Exercise instructions:
#1 Summarize the catalogue entry on the captured Italian documents in two sentences.
#2 Carry on the catalogue entry on the captured Italian documents from its final line.

Excerpt provided:
## Start

Copies of Italian documents on foreign and internal affairs covering Benito Mussolini's time in power, which were filmed after falling into Allied hands at the end of the Second World War. The collection includes Mussolini's private papers which he took with him to Northern Italy in 1943, and diplomatic papers of Count Galeazzo Ciano, his son-in-law and Foreign Minister from 1936 to 1943.

Amongst the papers are private and official documents of Mussolini, Ciano and Graziani, and those of several Italian ministries and commissions, including Mussolini's Secretariat (Mussolini's private papers or 'Archivio Segreta'), and selected documents from the Italian Ministries of Foreign Affairs, the Interior, Italian Africa, and Popular Culture.

The series also contains reports made by the Psychological Warfare Branch at the Allied Forces Headquarters in Rome in 1944-1945, and documents discovered in the German embassy in Rome.

Date: c1920-1945
Arrangement:

Each group of files filmed was given a job or serial number. Each page was given a frame number, which in the prints or photocopies becomes a page number. The apparently missing job numbers (eg 55-100) belong to other material, not part of the Italian Collection, filmed in Rome at the same time.

Held by: The National Archives, Kew
Copies held at:

Microfilms of this material have been incorporated into the much larger collection of German Foreign Ministry microfilms in GFM 34.

Legal status: Public Record(s)
Physical description: 645 file(s)

## End

Given entries:
## Start

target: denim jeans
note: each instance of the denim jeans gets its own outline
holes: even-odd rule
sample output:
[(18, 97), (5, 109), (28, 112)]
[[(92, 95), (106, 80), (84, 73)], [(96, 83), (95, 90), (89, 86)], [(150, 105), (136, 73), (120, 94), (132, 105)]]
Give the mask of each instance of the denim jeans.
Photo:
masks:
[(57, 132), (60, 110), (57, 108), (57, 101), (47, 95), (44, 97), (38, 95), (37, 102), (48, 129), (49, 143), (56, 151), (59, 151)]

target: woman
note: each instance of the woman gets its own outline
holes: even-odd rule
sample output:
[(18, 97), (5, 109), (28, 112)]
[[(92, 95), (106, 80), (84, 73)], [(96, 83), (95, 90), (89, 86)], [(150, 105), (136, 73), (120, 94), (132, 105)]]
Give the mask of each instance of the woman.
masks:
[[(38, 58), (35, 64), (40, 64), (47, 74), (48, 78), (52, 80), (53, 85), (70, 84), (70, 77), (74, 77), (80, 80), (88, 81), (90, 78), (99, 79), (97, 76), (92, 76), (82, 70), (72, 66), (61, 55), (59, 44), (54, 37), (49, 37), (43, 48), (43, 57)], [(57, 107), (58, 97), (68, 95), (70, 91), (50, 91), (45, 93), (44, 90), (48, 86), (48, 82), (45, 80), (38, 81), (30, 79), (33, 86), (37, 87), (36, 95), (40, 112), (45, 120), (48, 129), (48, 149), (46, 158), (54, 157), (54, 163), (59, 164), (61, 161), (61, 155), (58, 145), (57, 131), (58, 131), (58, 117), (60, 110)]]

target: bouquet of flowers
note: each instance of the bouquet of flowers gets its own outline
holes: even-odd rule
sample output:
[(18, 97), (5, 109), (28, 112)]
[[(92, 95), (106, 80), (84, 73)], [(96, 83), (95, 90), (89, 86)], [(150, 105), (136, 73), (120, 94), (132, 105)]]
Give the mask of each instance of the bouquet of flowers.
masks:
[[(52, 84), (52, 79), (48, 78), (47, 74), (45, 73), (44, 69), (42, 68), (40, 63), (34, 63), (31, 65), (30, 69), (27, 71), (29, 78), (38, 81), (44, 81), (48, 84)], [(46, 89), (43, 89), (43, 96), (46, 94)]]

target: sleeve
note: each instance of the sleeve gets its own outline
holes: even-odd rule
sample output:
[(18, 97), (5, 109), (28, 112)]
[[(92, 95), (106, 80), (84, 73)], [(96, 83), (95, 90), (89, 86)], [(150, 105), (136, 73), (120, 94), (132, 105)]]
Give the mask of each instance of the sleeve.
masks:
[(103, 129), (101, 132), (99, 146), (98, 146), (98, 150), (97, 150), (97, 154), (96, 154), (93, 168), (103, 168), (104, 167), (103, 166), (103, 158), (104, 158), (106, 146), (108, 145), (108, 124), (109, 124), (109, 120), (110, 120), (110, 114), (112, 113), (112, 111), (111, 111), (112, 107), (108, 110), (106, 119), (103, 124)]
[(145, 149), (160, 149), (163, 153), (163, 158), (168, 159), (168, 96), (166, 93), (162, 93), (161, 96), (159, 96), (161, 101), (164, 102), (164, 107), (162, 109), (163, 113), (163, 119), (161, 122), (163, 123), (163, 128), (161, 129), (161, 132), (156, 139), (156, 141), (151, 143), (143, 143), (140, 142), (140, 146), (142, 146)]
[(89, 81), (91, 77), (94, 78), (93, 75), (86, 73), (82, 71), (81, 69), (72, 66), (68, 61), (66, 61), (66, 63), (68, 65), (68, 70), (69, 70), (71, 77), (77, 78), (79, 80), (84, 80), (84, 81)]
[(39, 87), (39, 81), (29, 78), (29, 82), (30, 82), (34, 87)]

## End

Response list:
#1 The entry describes filmed copies of Italian documents on foreign and internal affairs from Mussolini's time in power, which came into Allied hands at the end of the Second World War. They include the private and official papers of Mussolini, Ciano and Graziani, selected ministry documents, Psychological Warfare Branch reports from Rome in 1944-1945, and documents found in the German embassy in Rome.

#2
Access conditions: Available in microform only
Custodial history: These copies, usually referred to as the Italian Collection, were loaned by the Foreign Office to St. Antony's College, Oxford between 1956 and 1990, and in some publications are referred to as the St. Antony's Collection of Italian documents.
Publication note:

More detailed accounts of the various captured Italian archives will be found in:The chapter by Howard M Smyth on Italian civil and military records in Robert Wolfe (ed) Captured German and Related Records: a National Archives Conference, November 1968 (Ohio, 1974) and Howard M Smyth Secrets of the Fascist Era (Illinois, 1975). An Italian edition of the Hitler-Mussolini correspondence was published in 1946; Ciano's conversations were published in 1948 both in Italy as L'Europa verso la Catastrofe and in English translation as Ciano's Diplomatic Papers. The papers were used extensively for Sir William Deakin Mussolini, The Brutal Friendship (1962).